(Excerpts from location labeling data)
◆ ◆ ◆ ◆ ◆

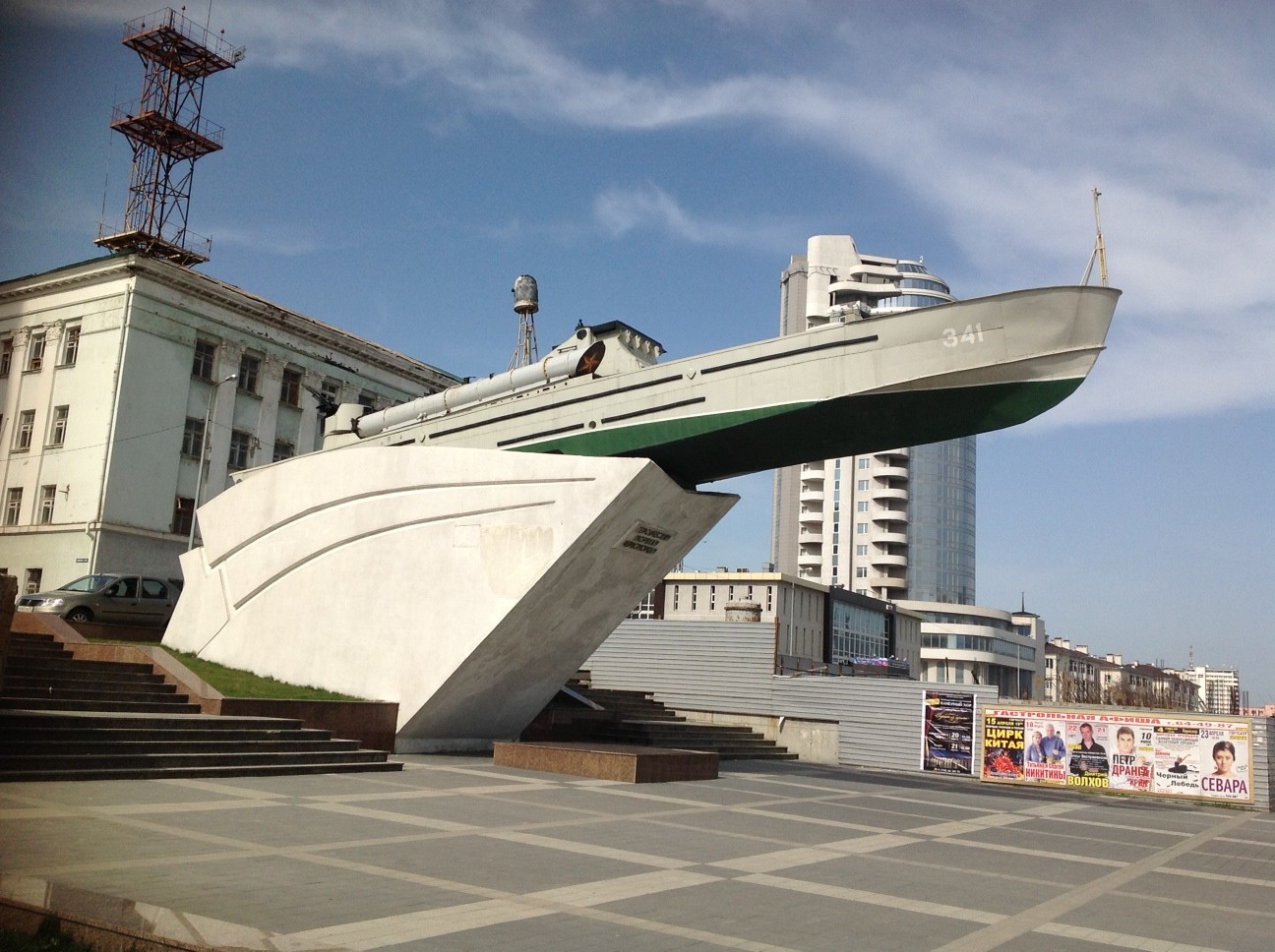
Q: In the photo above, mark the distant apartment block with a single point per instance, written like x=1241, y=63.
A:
x=896, y=524
x=1217, y=688
x=129, y=384
x=1075, y=676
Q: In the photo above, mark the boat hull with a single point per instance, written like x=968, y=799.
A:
x=898, y=380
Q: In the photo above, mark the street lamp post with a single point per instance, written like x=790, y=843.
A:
x=205, y=443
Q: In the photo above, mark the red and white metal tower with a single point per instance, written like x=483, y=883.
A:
x=167, y=133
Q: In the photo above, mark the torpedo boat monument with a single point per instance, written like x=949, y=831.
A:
x=463, y=554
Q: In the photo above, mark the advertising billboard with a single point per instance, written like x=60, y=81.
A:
x=1155, y=754
x=948, y=732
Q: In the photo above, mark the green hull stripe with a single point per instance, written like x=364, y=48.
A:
x=715, y=446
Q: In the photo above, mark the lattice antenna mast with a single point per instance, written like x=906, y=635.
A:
x=526, y=302
x=167, y=134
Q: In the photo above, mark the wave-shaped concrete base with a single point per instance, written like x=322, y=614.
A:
x=466, y=585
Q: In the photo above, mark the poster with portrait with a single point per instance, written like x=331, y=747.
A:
x=1187, y=756
x=948, y=732
x=1131, y=757
x=1045, y=756
x=1086, y=753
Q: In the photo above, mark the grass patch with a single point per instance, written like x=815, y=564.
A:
x=236, y=684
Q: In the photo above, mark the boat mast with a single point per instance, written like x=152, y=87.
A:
x=1099, y=250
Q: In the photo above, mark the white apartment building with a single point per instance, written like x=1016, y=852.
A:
x=974, y=645
x=1217, y=688
x=896, y=524
x=123, y=375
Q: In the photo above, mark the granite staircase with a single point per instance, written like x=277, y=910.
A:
x=637, y=718
x=68, y=719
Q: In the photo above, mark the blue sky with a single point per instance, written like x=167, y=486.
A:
x=391, y=167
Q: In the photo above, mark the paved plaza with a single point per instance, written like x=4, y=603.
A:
x=455, y=853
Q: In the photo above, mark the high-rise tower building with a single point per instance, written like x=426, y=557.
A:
x=896, y=524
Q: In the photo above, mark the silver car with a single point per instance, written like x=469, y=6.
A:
x=108, y=598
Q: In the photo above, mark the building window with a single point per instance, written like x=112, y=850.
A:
x=70, y=347
x=35, y=353
x=250, y=367
x=13, y=506
x=193, y=439
x=182, y=513
x=26, y=426
x=241, y=450
x=57, y=427
x=289, y=391
x=47, y=495
x=206, y=354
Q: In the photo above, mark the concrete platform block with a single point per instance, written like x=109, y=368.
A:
x=629, y=763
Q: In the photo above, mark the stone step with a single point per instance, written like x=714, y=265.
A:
x=89, y=689
x=77, y=676
x=95, y=744
x=180, y=759
x=25, y=664
x=45, y=703
x=257, y=770
x=16, y=720
x=194, y=735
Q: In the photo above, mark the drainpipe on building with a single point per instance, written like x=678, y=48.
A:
x=94, y=529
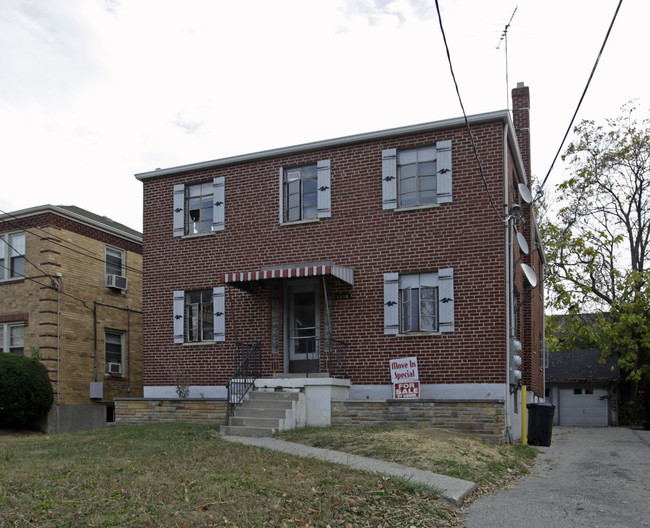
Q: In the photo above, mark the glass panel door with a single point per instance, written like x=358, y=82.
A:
x=303, y=329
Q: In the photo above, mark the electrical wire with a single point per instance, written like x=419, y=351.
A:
x=46, y=286
x=584, y=92
x=6, y=241
x=467, y=125
x=84, y=253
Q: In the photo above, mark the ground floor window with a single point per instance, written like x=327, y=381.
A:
x=114, y=351
x=12, y=338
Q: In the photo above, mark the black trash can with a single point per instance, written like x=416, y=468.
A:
x=540, y=423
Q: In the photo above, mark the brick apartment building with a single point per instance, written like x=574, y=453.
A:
x=338, y=256
x=71, y=290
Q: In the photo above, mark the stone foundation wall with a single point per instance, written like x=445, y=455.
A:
x=130, y=411
x=483, y=419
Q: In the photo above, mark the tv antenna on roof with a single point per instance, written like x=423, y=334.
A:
x=504, y=39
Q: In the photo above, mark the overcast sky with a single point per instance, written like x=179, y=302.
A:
x=94, y=91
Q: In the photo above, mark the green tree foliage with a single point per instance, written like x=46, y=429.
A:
x=598, y=245
x=25, y=391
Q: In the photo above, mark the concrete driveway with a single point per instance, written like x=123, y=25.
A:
x=588, y=477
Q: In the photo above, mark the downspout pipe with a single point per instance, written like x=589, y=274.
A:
x=508, y=284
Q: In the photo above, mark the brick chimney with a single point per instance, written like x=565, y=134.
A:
x=521, y=119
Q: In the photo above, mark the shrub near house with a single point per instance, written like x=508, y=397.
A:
x=25, y=391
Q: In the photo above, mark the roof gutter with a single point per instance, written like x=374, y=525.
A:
x=500, y=115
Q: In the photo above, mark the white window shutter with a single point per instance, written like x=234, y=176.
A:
x=281, y=195
x=389, y=178
x=391, y=303
x=324, y=189
x=219, y=204
x=179, y=311
x=443, y=149
x=219, y=309
x=179, y=209
x=446, y=300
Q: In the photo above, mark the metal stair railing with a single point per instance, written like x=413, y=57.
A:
x=248, y=363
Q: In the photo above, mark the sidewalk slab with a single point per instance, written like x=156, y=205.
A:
x=452, y=489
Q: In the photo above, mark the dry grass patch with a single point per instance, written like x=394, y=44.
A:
x=179, y=475
x=491, y=467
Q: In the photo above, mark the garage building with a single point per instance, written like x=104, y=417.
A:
x=583, y=390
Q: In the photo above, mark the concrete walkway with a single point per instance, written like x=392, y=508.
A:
x=451, y=489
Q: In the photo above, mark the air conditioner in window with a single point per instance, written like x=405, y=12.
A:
x=116, y=282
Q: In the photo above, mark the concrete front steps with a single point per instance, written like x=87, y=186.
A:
x=264, y=413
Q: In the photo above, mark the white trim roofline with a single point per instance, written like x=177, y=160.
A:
x=499, y=115
x=104, y=224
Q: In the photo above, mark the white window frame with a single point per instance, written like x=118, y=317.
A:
x=122, y=338
x=122, y=256
x=6, y=338
x=12, y=246
x=323, y=192
x=390, y=175
x=396, y=283
x=181, y=212
x=218, y=316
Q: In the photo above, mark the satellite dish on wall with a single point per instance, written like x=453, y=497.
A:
x=530, y=274
x=523, y=245
x=524, y=192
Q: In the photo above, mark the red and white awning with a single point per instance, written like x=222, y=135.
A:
x=293, y=271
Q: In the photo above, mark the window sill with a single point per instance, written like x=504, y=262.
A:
x=299, y=222
x=12, y=280
x=419, y=334
x=198, y=235
x=416, y=207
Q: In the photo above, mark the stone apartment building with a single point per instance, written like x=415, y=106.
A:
x=332, y=259
x=71, y=292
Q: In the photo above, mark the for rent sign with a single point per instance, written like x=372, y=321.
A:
x=405, y=369
x=405, y=377
x=409, y=389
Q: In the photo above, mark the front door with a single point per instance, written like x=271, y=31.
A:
x=302, y=328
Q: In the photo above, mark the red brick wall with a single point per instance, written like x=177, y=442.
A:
x=465, y=235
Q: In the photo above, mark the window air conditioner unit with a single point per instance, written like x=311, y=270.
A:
x=116, y=282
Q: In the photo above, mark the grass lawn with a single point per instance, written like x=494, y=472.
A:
x=181, y=475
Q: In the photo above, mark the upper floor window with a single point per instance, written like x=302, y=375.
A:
x=418, y=176
x=301, y=193
x=305, y=192
x=199, y=208
x=419, y=302
x=12, y=338
x=114, y=261
x=12, y=256
x=199, y=315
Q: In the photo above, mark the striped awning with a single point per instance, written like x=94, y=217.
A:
x=292, y=271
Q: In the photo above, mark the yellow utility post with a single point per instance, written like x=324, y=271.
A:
x=524, y=417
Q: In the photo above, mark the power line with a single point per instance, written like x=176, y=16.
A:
x=84, y=253
x=25, y=277
x=469, y=129
x=584, y=92
x=6, y=241
x=504, y=38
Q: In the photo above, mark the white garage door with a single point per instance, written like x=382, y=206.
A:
x=583, y=406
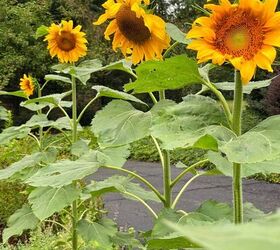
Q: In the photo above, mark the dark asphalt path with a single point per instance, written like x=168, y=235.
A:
x=128, y=213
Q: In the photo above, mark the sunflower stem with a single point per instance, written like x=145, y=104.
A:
x=166, y=169
x=74, y=139
x=40, y=112
x=236, y=126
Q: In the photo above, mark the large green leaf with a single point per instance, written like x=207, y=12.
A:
x=258, y=235
x=122, y=65
x=4, y=114
x=163, y=237
x=119, y=123
x=187, y=124
x=247, y=169
x=11, y=133
x=176, y=34
x=247, y=89
x=18, y=93
x=52, y=77
x=123, y=185
x=45, y=201
x=114, y=156
x=21, y=220
x=105, y=91
x=62, y=173
x=82, y=72
x=261, y=143
x=53, y=100
x=26, y=162
x=173, y=73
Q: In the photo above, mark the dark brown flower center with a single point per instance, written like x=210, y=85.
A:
x=66, y=41
x=239, y=33
x=132, y=27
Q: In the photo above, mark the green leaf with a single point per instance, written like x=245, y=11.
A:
x=189, y=122
x=79, y=148
x=45, y=201
x=15, y=93
x=49, y=100
x=115, y=156
x=172, y=241
x=215, y=210
x=41, y=31
x=173, y=73
x=247, y=89
x=26, y=162
x=160, y=229
x=96, y=233
x=4, y=114
x=248, y=169
x=21, y=220
x=119, y=123
x=258, y=235
x=57, y=78
x=176, y=34
x=120, y=184
x=195, y=219
x=62, y=173
x=105, y=91
x=261, y=143
x=126, y=240
x=122, y=65
x=11, y=133
x=206, y=142
x=82, y=72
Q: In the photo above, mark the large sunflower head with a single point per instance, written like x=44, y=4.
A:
x=243, y=34
x=27, y=85
x=139, y=35
x=66, y=42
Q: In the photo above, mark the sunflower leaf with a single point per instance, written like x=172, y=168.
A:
x=176, y=34
x=173, y=73
x=119, y=123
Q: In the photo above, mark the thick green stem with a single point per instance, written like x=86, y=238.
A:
x=40, y=112
x=74, y=139
x=221, y=99
x=143, y=180
x=236, y=126
x=187, y=170
x=167, y=179
x=183, y=190
x=166, y=170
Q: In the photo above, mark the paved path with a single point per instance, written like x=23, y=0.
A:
x=128, y=213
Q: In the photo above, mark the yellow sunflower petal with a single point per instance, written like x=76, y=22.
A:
x=263, y=62
x=247, y=71
x=138, y=34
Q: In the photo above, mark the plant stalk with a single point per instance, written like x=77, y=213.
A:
x=74, y=139
x=166, y=170
x=167, y=179
x=236, y=126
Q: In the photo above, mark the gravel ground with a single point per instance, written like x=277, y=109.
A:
x=264, y=196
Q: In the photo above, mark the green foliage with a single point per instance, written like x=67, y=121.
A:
x=173, y=73
x=123, y=185
x=12, y=197
x=21, y=220
x=257, y=235
x=184, y=124
x=45, y=201
x=119, y=123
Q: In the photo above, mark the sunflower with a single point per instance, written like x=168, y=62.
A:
x=27, y=85
x=243, y=34
x=66, y=42
x=139, y=35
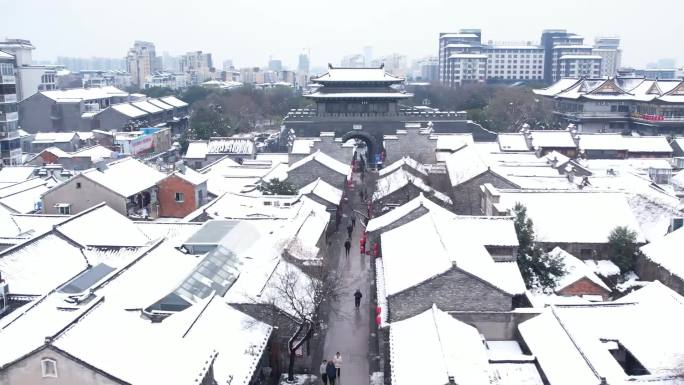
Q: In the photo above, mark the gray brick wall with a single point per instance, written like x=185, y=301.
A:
x=454, y=290
x=466, y=196
x=309, y=172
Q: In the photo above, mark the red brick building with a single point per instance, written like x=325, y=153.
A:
x=181, y=193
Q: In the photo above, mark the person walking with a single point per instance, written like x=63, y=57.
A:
x=357, y=298
x=337, y=360
x=331, y=372
x=324, y=375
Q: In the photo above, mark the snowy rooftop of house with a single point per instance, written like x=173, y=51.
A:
x=575, y=270
x=128, y=110
x=433, y=346
x=325, y=160
x=512, y=142
x=79, y=94
x=125, y=177
x=574, y=343
x=552, y=139
x=400, y=178
x=323, y=190
x=666, y=252
x=173, y=101
x=53, y=137
x=404, y=161
x=584, y=217
x=356, y=75
x=438, y=240
x=231, y=146
x=147, y=107
x=197, y=150
x=191, y=176
x=465, y=164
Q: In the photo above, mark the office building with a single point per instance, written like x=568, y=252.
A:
x=10, y=145
x=198, y=66
x=611, y=54
x=141, y=62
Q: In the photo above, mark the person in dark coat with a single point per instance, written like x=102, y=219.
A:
x=331, y=372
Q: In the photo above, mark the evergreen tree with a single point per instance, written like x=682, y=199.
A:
x=538, y=268
x=277, y=187
x=623, y=248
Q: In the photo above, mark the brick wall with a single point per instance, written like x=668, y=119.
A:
x=467, y=195
x=584, y=286
x=166, y=195
x=454, y=290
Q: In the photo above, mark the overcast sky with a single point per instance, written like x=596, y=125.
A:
x=249, y=31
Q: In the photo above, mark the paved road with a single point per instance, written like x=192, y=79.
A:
x=349, y=328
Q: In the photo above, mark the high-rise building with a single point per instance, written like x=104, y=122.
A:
x=303, y=65
x=197, y=65
x=275, y=65
x=611, y=54
x=142, y=62
x=10, y=145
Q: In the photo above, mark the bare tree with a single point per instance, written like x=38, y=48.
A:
x=302, y=297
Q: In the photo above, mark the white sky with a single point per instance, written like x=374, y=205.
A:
x=249, y=31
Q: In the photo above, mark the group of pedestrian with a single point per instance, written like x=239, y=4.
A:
x=330, y=370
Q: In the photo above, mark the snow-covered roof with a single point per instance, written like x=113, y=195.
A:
x=432, y=347
x=173, y=101
x=400, y=178
x=404, y=161
x=147, y=107
x=552, y=139
x=574, y=217
x=79, y=94
x=464, y=165
x=125, y=177
x=197, y=150
x=512, y=142
x=325, y=160
x=575, y=270
x=666, y=252
x=323, y=190
x=128, y=110
x=191, y=176
x=53, y=137
x=230, y=146
x=443, y=247
x=356, y=75
x=573, y=343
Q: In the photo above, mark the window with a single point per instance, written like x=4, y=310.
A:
x=64, y=208
x=49, y=367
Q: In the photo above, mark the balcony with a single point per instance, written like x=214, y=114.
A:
x=8, y=79
x=9, y=98
x=9, y=117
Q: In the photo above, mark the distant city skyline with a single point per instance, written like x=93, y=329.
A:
x=284, y=31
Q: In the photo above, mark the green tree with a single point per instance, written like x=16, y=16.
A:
x=539, y=269
x=623, y=248
x=277, y=187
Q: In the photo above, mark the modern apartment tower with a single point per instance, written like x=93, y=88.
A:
x=10, y=146
x=142, y=61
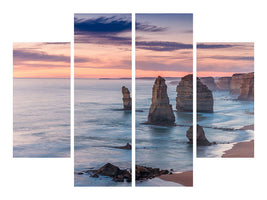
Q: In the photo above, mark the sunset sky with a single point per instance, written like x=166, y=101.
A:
x=41, y=60
x=164, y=45
x=102, y=45
x=224, y=59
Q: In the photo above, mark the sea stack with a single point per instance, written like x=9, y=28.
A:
x=160, y=112
x=224, y=83
x=184, y=99
x=204, y=98
x=236, y=83
x=209, y=82
x=201, y=137
x=247, y=87
x=127, y=100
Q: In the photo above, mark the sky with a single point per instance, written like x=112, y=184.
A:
x=224, y=59
x=41, y=60
x=164, y=45
x=102, y=45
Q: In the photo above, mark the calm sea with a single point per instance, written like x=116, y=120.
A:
x=99, y=125
x=161, y=147
x=41, y=118
x=228, y=113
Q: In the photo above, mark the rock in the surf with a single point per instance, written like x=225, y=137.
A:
x=160, y=112
x=127, y=100
x=201, y=137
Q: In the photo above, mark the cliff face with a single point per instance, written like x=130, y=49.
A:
x=209, y=82
x=184, y=99
x=201, y=137
x=247, y=87
x=204, y=98
x=236, y=83
x=224, y=83
x=127, y=100
x=160, y=112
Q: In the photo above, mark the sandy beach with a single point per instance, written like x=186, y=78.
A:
x=184, y=178
x=241, y=150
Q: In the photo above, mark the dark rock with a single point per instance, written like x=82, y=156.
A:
x=209, y=82
x=127, y=100
x=127, y=146
x=201, y=138
x=143, y=173
x=94, y=175
x=109, y=170
x=224, y=83
x=160, y=112
x=247, y=87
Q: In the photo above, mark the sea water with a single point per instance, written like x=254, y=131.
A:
x=159, y=146
x=228, y=113
x=41, y=118
x=99, y=125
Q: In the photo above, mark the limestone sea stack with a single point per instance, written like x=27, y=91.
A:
x=247, y=87
x=236, y=83
x=209, y=82
x=127, y=100
x=224, y=83
x=184, y=99
x=160, y=112
x=204, y=98
x=201, y=137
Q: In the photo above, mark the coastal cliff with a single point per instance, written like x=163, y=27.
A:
x=247, y=87
x=184, y=99
x=224, y=83
x=160, y=112
x=236, y=83
x=204, y=98
x=209, y=82
x=127, y=100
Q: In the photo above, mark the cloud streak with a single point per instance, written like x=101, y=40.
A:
x=162, y=45
x=244, y=58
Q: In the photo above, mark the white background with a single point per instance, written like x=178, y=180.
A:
x=37, y=21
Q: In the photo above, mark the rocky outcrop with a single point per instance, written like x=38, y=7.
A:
x=127, y=146
x=113, y=171
x=127, y=100
x=201, y=138
x=224, y=83
x=160, y=112
x=209, y=82
x=184, y=99
x=143, y=173
x=204, y=98
x=247, y=87
x=236, y=83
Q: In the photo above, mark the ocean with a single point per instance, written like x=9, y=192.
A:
x=100, y=124
x=228, y=113
x=41, y=118
x=158, y=146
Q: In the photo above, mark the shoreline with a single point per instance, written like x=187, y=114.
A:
x=240, y=150
x=183, y=178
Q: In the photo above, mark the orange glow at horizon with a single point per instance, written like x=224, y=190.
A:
x=41, y=60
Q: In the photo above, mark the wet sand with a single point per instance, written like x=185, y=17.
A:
x=184, y=178
x=241, y=150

◆ ◆ ◆ ◆ ◆

What you should do
Copy the rows above verbatim, beginning with the line containing "Q: In the photo above, mark the concrete walkway" and ending after the line containing "x=181, y=475".

Response
Q: In the photo above, mark the concrete walkway with a single point per instance, written like x=392, y=508.
A:
x=451, y=489
Q: In the photo above, mark the air conditioner in window with a single point per instance, written like x=405, y=12.
A:
x=116, y=282
Q: In the photo above, mark the concrete front steps with a single point per instance, written like x=87, y=186.
A:
x=264, y=413
Q: In the photo above, mark the white trim roofline with a single point per instance, written like x=177, y=160.
A:
x=499, y=115
x=104, y=224
Q: In the photo above, mark the white window frame with a single point per instance, written like x=118, y=317.
A:
x=122, y=338
x=122, y=256
x=6, y=338
x=12, y=246
x=323, y=192
x=390, y=175
x=396, y=283
x=181, y=212
x=218, y=316
Q: In the photo above, mark the satellite dish on wall with a single point per instance, written like x=453, y=497.
A:
x=530, y=274
x=523, y=245
x=524, y=192
Q: In the photo above, mark the red and white awning with a single point per instance, written like x=222, y=135.
A:
x=293, y=271
Q: In the photo above, mark the window sill with a single point per instance, written like x=504, y=262.
A:
x=299, y=222
x=12, y=280
x=419, y=334
x=198, y=235
x=416, y=207
Q: In the photo above, mark the stone apartment building with a single point per instance, written like x=415, y=106.
A:
x=332, y=259
x=71, y=292
Q: In the photo above, mark the for rent sign with a single point per instance, written like x=372, y=321.
A:
x=405, y=369
x=405, y=377
x=409, y=389
Q: In the photo above, mark the front door with a single point per instance, written like x=271, y=31.
A:
x=302, y=328
Q: In the photo above, mark the red brick wall with a single point per instance, written like x=177, y=442.
A:
x=465, y=235
Q: In the photo above, mark the window air conditioner unit with a single point per instance, written like x=311, y=270.
A:
x=116, y=282
Q: In the photo above, mark the grass lawn with a single point per instance, written like x=494, y=472.
A:
x=181, y=475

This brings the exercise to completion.